■ TASK
Rewrite the material below with every "photo" changed to "image" and nothing else altered. Leave out the pictures.

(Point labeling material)
^^^^^^^^
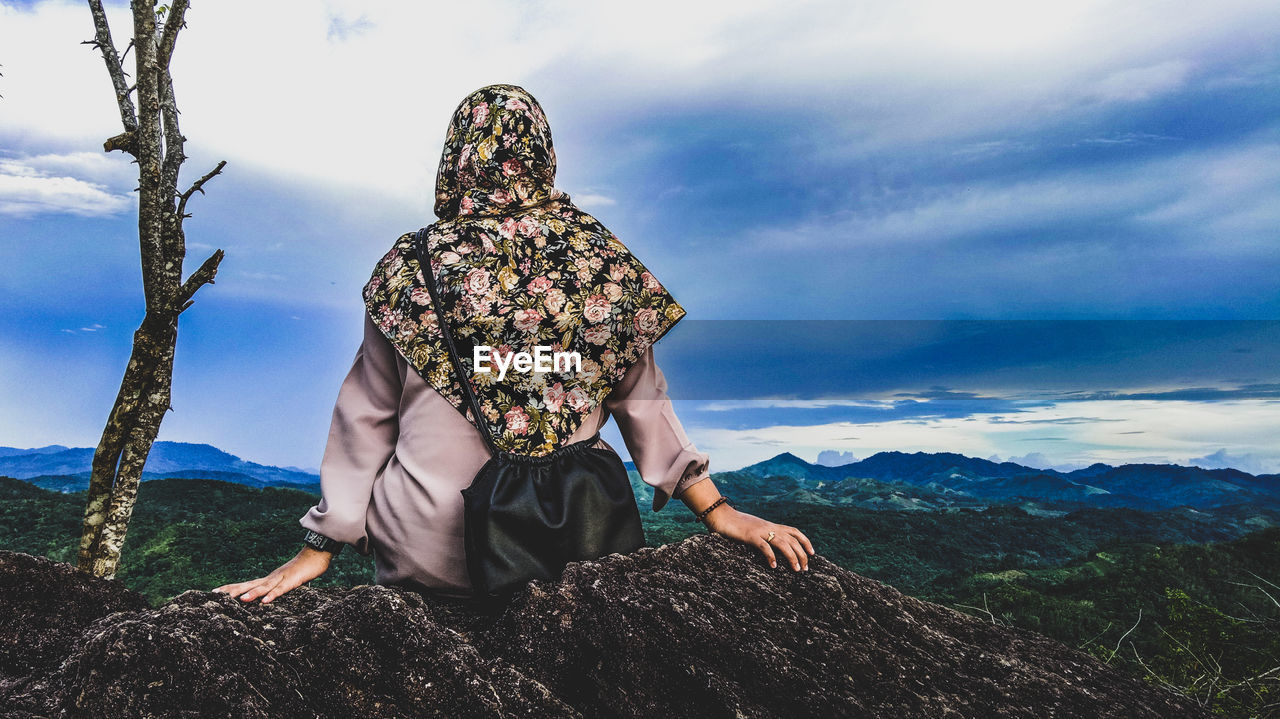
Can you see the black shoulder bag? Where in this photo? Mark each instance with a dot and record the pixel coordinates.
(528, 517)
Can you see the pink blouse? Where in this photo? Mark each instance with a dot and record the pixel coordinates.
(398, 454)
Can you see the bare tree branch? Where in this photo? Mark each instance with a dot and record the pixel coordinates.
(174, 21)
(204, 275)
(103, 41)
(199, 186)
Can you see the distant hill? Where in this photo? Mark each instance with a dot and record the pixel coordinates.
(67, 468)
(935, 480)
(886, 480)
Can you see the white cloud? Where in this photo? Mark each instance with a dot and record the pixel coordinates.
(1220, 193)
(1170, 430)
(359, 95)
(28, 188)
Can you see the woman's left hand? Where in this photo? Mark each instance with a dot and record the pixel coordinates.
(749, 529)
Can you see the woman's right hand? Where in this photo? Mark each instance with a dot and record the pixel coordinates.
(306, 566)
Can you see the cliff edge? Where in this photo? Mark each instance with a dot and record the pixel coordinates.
^^^^^^^^
■ RESULT FOR THIS EXERCISE
Can you see the black shoulder bag? Where in this image? Mark each instance with a dot and record the pixel coordinates.
(528, 517)
Can you see the pink blouse? Where in this image? Mark each instance with a dot and record the pixel coordinates.
(398, 454)
Can you see the bare tree branch? Where in this image? Mark each instance with a dot and record the pixel coordinates.
(174, 21)
(204, 275)
(103, 41)
(199, 186)
Can you see the distant hill? Where in this image? Mark each instance with a dot and record the pixel coordinates.
(67, 468)
(935, 480)
(886, 480)
Can you see the white cloud? Where in this image? Mark each instance with a dot and record the pixel coordinates.
(1220, 193)
(1170, 430)
(359, 95)
(28, 188)
Can you see the woman's left hand? Where in this image? Mark each instance with a dot and record the pixel coordinates.
(749, 529)
Can you see the woman's right hand? Where in this image? Mark each instance with a dot and record the pixel coordinates.
(306, 566)
Can you see the cliff edge? Where in this image? Mark each instance with a dot and record the pixel coordinates.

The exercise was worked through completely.